Transcribe every line exactly and omit anything that is a picture.

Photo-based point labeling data
[Begin]

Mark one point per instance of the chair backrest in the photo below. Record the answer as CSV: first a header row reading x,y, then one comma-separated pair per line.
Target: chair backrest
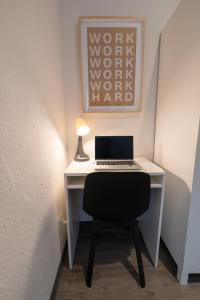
x,y
116,196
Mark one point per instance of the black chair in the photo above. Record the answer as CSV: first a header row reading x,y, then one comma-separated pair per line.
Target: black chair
x,y
116,199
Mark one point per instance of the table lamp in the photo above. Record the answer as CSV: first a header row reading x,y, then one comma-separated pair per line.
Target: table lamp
x,y
81,130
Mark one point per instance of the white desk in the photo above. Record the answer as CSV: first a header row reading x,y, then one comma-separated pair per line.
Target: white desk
x,y
150,222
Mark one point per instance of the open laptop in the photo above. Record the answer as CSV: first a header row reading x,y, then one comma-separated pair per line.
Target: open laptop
x,y
114,153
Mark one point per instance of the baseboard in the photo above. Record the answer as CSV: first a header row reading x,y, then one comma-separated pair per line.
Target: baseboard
x,y
55,285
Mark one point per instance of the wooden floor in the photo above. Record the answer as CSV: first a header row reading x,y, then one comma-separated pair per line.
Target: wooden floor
x,y
115,273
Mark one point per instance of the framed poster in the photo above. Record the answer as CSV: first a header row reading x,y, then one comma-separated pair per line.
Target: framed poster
x,y
112,58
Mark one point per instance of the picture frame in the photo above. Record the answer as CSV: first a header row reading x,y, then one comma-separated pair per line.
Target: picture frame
x,y
112,64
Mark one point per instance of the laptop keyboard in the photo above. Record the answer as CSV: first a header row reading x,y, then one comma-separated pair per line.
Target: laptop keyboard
x,y
115,162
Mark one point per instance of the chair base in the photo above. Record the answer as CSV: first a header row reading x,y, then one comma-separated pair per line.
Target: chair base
x,y
133,227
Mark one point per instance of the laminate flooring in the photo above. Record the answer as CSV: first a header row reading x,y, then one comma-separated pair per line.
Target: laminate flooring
x,y
115,273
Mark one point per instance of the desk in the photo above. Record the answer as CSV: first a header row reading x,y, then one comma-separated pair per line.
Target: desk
x,y
150,221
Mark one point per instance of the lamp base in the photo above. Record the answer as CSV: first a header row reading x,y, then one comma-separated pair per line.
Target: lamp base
x,y
80,154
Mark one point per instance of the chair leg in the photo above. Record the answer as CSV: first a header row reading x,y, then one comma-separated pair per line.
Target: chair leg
x,y
91,257
139,254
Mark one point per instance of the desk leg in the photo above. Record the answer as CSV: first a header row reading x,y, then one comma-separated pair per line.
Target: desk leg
x,y
73,218
150,224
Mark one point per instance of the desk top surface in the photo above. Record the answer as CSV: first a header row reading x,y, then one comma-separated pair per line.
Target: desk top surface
x,y
83,168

[End]

IN RESPONSE
Mark one point per instance of the chair backrest in the photo below. Record the answer as CSV: first a header row reading x,y, then one comma-separated pair per line.
Target: chair backrest
x,y
116,196
Mark one point per instance of the black chair in the photo above. Record the answer as CSV: first a header row reading x,y, then one comma-separated pair per line.
Target: black chair
x,y
116,199
Mark one point per instance of the table lamp in the photo above. Record the answer as CSV: first a header row reading x,y, then one comma-separated pair per line.
Target: table lamp
x,y
81,130
Mark one point per instance of the white desk in the photo above. Record the answer as CSV: first a header row reading x,y, then one comma-separated pair per line.
Target: white desk
x,y
150,222
Mark one point per instance of the open laptop in the photo above. Record the answer as CSV: first a header row reading x,y, then one comma-separated pair per line.
Target: open laptop
x,y
114,153
Mark one point per instance of the baseboard in the photo above. Record the answer as CSV: first a header row reading x,y, then one comma-separated pair per line.
Target: baseboard
x,y
55,285
Mark one point per instance of the wooden floor in the photo above. Record the answer as CSV: first a header row reading x,y, then one comma-separated pair per line.
Target: wooden floor
x,y
115,273
Mark one point per instance of the framed poster in the photo above. Record the answer as CSV: first a header row reading x,y, then one comma-separated pair per line.
Target: framed poster
x,y
112,58
Mark one point per instance of the picture frame in the photo above. Record the answer as CSV: first a header row reading x,y, then one comma-separated pair per line.
Target: picture frame
x,y
112,64
Mark one point per instance of the laptop keyboard in the photo above. Record the answer as CSV: first a header row reading x,y, then one comma-separated pair per line.
Target: laptop keyboard
x,y
115,162
Mark one point per instance of the chair base in the photo above. Record the answer as CSV: first a header row reading x,y, then one comma-separated pair per line.
Target: chair base
x,y
133,227
Mark one point per instance of the laminate flooring in the photo above. Record the answer as CSV: first a header row reading x,y, then one comma-separated pair per line.
Target: laminate flooring
x,y
115,273
Mark one point per instance of the desk in the photo above. Record the answer as CSV: first a header row reading x,y, then one comma-separated pair per line.
Target: desk
x,y
150,221
Mark one point per instance of the lamp base in the photo above. Record the answer as CSV: first a header row reading x,y, then one comma-separated pair per line.
Target: lamp base
x,y
80,154
Mark one point per instance of the chair leg in the photo above. Record the answer as CSV: first a header row reading x,y, then one comma-separated pair per line.
Target: chair leg
x,y
91,257
139,254
Mark one point per instance of the desk leg in the photo above. Record the answer as CSV: first a header row reading x,y, then one comma-separated pair per line.
Target: desk leg
x,y
73,218
150,224
Mark one point per instance of the desk top surface in the photo above. Record the answer as CSV: first a header row reading x,y, then one comma-separated pair per line.
Target: desk top surface
x,y
83,168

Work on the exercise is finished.